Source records

- - -

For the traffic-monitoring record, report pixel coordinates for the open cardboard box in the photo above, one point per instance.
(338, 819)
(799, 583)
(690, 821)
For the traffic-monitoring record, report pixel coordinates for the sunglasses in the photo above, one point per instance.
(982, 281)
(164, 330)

- - -

- _The problem_
Quote all of the entries exactly as they appear.

- _Exercise answer_
For the traffic-monitoring record, report pixel coordinates for the open cardboard box in the photo above, one point per instance.
(338, 819)
(799, 583)
(690, 821)
For the traffic-monitoring record, report pixel coordinates for the sunglasses in the photo above, one point per instance.
(982, 281)
(164, 330)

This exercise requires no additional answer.